* [Extract]
Simple tips to get back on track after holiday indulgences

Kickstart the new year with these simple changes to get your health back on track. Source: Getty Images.

Whether you’re a new year’s resolutions type of person or not, the new year is a symbolic way to represent new opportunities to make positive changes and form new habits.

One of the most common ‘resolutions’ in the new year is to get your health back on track through food. This is particularly the case because a lot of us tend to overindulge in food and drink over the holidays, but now that the festive season is over, there’s no better time to get your diet back on track.

Often times that’s a lot easier said than done, but these simple, nutritionist-approved tips will help start the year feeling good!

Incorporate more fibre-rich foods

Eating more fibre delivers an array of health benefits. It not only keeps you regular, but it can also help you lose weight, lower cholesterol, and decrease your risk of developing type 2 diabetes and cardiovascular disease.

Beans, lentils, chickpeas, sweet potato, oatmeal, flaxseeds, broccoli, apples and pears are some of the richest sources of fibre, and just adding in some of these foods into your meal can make a difference. In fact, beans, lentils and chickpeas are a great alternative to meat and can be a great substitute in soups, curries and salads.

* [Record set]
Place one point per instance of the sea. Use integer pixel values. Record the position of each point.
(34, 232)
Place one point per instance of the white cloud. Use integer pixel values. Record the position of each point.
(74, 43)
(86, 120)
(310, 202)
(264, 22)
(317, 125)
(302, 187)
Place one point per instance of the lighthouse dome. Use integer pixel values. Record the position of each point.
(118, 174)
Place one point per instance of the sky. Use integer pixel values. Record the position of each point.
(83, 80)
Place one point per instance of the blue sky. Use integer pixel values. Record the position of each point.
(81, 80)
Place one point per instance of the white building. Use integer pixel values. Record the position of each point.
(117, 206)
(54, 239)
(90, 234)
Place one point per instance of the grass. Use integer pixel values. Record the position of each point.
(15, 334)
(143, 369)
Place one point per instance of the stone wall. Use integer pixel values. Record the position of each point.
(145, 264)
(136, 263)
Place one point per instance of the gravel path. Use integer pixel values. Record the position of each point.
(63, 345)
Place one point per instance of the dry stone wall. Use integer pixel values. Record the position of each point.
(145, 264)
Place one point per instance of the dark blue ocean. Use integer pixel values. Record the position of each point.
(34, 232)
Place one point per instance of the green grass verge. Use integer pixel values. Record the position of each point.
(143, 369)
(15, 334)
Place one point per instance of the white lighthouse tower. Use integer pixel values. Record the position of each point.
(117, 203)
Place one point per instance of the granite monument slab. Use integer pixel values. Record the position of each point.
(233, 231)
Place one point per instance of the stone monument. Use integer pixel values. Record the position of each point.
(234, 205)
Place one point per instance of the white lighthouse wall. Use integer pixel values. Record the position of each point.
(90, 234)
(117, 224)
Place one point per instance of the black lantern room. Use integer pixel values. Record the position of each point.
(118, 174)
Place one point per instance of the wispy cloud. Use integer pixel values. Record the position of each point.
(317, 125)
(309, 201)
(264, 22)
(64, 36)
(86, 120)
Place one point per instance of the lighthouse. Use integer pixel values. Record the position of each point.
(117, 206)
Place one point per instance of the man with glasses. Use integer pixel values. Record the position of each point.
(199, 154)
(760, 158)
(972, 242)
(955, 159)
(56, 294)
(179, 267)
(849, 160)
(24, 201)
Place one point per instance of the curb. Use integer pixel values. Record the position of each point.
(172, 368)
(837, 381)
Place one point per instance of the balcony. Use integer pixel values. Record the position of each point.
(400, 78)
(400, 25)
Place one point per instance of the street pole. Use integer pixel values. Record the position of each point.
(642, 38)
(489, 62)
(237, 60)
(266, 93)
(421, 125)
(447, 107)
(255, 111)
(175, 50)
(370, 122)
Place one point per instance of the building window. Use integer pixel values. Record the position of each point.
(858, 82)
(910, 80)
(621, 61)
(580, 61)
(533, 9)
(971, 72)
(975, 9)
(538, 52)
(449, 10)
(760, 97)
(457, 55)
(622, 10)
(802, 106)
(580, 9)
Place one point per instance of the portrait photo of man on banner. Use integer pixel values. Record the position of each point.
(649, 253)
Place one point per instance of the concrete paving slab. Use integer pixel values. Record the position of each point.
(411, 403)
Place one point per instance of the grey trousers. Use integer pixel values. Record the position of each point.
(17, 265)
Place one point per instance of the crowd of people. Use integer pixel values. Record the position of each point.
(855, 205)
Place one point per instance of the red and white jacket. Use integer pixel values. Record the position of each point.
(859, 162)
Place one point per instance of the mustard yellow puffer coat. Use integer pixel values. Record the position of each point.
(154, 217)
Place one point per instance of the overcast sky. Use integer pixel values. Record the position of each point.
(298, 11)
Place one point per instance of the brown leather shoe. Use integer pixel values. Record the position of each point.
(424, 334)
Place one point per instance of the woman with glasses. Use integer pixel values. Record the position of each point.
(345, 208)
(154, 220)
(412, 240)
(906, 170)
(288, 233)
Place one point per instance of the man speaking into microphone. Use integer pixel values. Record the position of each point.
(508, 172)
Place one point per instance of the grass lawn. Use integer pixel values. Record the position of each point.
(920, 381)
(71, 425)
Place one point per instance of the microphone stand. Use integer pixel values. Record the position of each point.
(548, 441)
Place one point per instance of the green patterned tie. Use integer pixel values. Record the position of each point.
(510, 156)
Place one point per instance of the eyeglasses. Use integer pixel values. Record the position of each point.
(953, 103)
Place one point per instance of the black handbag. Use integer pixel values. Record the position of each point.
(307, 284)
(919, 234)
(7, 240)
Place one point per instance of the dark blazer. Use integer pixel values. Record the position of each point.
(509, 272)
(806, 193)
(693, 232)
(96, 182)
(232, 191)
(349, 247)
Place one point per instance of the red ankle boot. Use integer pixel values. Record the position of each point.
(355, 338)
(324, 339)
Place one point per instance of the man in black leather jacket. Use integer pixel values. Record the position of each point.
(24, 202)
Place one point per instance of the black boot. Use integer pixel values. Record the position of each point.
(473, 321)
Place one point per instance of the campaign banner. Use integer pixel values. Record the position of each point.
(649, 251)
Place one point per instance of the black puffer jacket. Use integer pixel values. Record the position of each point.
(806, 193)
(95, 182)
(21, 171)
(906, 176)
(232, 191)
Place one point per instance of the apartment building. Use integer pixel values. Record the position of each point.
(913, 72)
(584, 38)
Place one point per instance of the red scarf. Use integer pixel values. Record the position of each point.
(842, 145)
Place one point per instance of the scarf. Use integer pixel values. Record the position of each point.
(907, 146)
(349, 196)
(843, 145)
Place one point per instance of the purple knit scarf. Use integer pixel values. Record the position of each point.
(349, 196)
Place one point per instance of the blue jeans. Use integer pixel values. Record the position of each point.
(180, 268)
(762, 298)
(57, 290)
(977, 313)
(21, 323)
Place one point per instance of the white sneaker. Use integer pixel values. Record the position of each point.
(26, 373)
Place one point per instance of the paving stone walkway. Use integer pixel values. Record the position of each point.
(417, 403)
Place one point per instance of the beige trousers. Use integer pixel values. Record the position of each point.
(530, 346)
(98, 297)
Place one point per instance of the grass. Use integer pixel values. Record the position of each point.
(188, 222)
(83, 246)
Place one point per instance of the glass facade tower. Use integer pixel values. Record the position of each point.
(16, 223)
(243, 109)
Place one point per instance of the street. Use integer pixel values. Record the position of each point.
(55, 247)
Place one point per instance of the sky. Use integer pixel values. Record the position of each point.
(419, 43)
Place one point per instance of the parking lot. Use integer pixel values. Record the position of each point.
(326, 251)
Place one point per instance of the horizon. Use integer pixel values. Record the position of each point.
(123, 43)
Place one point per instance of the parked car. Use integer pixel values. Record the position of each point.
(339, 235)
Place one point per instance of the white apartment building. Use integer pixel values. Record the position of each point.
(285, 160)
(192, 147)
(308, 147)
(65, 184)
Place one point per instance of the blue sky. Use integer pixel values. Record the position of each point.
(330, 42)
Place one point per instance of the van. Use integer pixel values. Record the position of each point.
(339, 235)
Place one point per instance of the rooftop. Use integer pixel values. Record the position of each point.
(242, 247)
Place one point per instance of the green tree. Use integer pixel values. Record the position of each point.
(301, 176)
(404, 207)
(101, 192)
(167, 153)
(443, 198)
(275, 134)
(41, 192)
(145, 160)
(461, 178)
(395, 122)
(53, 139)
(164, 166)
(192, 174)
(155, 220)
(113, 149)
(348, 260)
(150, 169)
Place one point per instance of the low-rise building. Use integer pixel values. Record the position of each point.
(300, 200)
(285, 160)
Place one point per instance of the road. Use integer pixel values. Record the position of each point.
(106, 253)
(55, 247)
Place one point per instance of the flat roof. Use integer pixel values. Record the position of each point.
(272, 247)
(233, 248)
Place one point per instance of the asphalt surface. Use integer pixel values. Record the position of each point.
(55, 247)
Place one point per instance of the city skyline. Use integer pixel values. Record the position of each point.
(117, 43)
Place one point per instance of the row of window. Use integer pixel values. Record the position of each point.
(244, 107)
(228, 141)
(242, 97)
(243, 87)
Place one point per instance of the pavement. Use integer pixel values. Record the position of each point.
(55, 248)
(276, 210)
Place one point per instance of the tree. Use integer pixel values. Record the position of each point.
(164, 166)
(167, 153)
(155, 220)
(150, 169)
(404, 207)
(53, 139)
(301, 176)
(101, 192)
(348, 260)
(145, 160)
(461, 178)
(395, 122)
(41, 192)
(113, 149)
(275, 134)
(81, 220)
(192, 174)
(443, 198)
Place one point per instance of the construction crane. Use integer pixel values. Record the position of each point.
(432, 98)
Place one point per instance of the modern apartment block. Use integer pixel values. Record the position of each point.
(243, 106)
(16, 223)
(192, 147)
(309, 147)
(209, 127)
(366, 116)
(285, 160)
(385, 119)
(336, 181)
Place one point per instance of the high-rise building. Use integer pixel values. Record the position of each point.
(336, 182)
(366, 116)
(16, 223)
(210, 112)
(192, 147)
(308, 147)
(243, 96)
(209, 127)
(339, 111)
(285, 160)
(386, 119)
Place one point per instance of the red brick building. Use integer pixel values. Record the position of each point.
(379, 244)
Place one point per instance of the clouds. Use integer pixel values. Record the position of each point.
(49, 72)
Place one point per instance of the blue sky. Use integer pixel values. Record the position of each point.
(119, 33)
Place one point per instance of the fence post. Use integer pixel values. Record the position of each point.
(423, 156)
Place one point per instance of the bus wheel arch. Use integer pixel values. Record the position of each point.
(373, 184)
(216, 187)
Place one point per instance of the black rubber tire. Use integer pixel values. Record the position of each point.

* [Actions to take]
**A.** Which dishes does the article on post-holiday eating say beans, lentils and chickpeas can replace meat in? List them all.
**B.** In the article on post-holiday eating, edit the passage starting with "Beans, lentils, chickpeas, sweet" and going on through "curries and salads.", putting "berries" in place of "pears".
**C.** Continue the article on post-holiday eating from the point where it stops.
The rows have nothing to do with the article on post-holiday eating.

* [Written answers]
**A.** soups, curries, salads

**B.**
Beans, lentils, chickpeas, sweet potato, oatmeal, flaxseeds, broccoli, apples and berries are some of the richest sources of fibre, and just adding in some of these foods into your meal can make a difference. In fact, beans, lentils and chickpeas are a great alternative to meat and can be a great substitute in soups, curries and salads.

**C.**
Chickpeas are such a versatile legume and can be used in so many different ways! Image source: Unsplash

Fibre is also very filling, which means that it can keep you going between meals, ultimately reducing your desire to reach for a naughty snack throughout the day.

Get your daily two and five

According to the latest data on dietary behaviours released by the Australia Bureau of Statistics, 94 per cent of Australians aren’t getting their recommended daily intake of fruit and vegetables.

Increasing your intake of vegetables may help lower blood pressure, reduce the risk of heart disease and stroke, and even prevent some types of cancer. Not only are there incredible health benefits but filling up on veggies means you’ve got less room for junk! And the best part is vegetables can be prepared in a number of ways — they can be boiled, steamed, roasted or even sautéed. For a quick and easy snack, try steaming some green beans and seasoning with Furikake (a Japanese rice seasoning made of seaweed and other seasonings) for extra flavour.

It’s best to eat a wide variety of vegetables so your body gets all the essential nutrients it needs. Try to eat whatever fruit and veg are in season, which will help ensure variety in your diet.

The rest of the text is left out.